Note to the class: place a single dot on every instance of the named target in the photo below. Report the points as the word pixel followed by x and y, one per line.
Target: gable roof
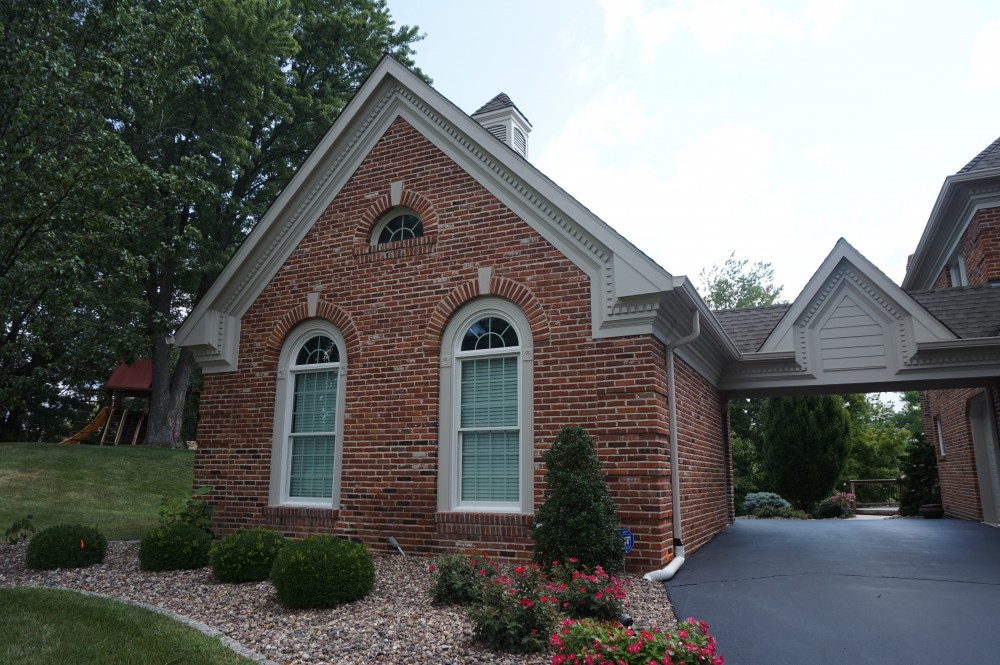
pixel 989 158
pixel 631 294
pixel 851 328
pixel 975 187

WHAT TO WORK ON:
Show, in full, each line of the items above that contains the string "pixel".

SOLUTION FOR THIS TASK:
Note to the class: place a single dot on every instance of the named target in the photo below. Report the points as the word pixel followed by x and y, one per line.
pixel 989 158
pixel 631 294
pixel 851 328
pixel 975 187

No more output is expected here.